=== Auszug ===
Die Episode „Die Spitze des Eisberges“ bringt uns zum Rand der Galaxie und wieder zurück.
Staffel 1, Folge 3 – Sternzeit 1312,4 – 1313,8
„Die Spitze des Eisberges“ – „Where No Man Has Gone Before
Die Handlung
Die Enterprise empfängt die Aufzeichnung eines 200 Jahre alten Schiffsrekorders. Dieser gehört zu einem verschollenen Forschungsschiff namens USS Valiant.
Kirk nimmt daraufhin Kurs Richtung Rand der Galaxie. Dort trifft die Enterprise auf eine Energiebarriere, welche die Galaxie umgibt. Während der Durchquerung kommt es zu elektrischen Entladungen auf dem gesamten Schiff. Schwere Schäden, Tote und Verletzte sind die Folge.
Dabei stellt sich heraus, dass Lieutenant Gary Mitchell eine spontane Mutation erfahren hat. Er entwickelt zusehends übermenschliche Kräfte. Der Schiffsarzt entdeckt, dass sowohl die Verstorbenen, als auch Mitchell sehr hohe ESP-Werte (Vorhandensein latenter PSI-Kräfte) aufweisen. Mitchells Fähigkeiten entwickeln sich vor allem in den Bereichen Telekinese und Telepathie. Er wird größenwahnsinnig, hält sich für einen neuen Gott.
Kirk beschließt, Mitchell auf einem unbewohnten Planeten auszusetzen. Auf Delta Vega befindet sich eine rein automatische Anlage zur Erzgewinnung. Dort soll Mitchell bleiben.
Einzig Dr. Elizabeth Dehner (Psychologin) verteidigt ihn. Etwas später verändert auch sie sich und ergreift gemeinsam mit Mitchell die Flucht.
Kirk will beide aufhalten. Es kommt zum Kampf auf Delta Vega. Mitchell stirbt durch einen von Kirk mittels Phasergewehr ausgelösten Steinschlag. Wenig später stirbt auch Dehner, die zuvor Kirk im Kampf unterstützt hat. Sie hat ihre Kräfte vollständig im Kampf eingesetzt.
Rezension von Die Spitze des Eisberges
Diese Episode weist einen mitreißenden Plot auf: fremde Energie, der Raum jenseits der Milchstraße, die Begegnung mit dem Unbekannten.
Die Geschichte wurde mit den einfachsten Mitteln umgesetzt, was vor allem dem sehr niedrigen Budget geschuldet war. Dennoch mindert die Einfachheit der Tricktechnik die Überzeugungskraft nicht, wenngleich die Folge aus dem Jahr 1965 stammt.
=== Ausgangsdaten ===
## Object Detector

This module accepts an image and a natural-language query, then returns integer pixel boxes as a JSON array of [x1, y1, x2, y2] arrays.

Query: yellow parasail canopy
===
> [Zu erledigen]: Schreiben Sie den Auszug zur Episode „Die Spitze des Eisberges“ im Anschluss an seinen letzten Satz weiter.

> [Lösung der Übung]:
Die Darstellung der spontanen Mutation ist daher sehr einfach gestaltet. Sichtbar anders sind nur die silbrig glänzenden Augen. Die weiteren Veränderungen sind vor allem charakterlicher Natur. Hierbei gefällt mir der schleichende Einfluss der übernatürlichen Kräfte auf die Seele eines Menschen. Mitchell ist nicht sofort ein Anderer. Vielmehr entwickelt sich sein Charakter entsprechend dem Wachstum seiner neuen Fähigkeiten. Je stärker er wird, desto überheblicher verhält er sich.
Deutlich wird auch Kirks Zerrissenheit. Gary Mitchell ist einerseits ein sehr guter Freund, andererseits stellt er eine immer größer werdende Gefahr dar. Spock weist Kirk wiederholt auf diesem Umstand hin, worauf Kirk anfänglich mit großem Unmut reagiert. Am Ende trifft er die Entscheidung, Mitchell mit Gewalt aufzuhalten, mit sichtbaren Unbehagen.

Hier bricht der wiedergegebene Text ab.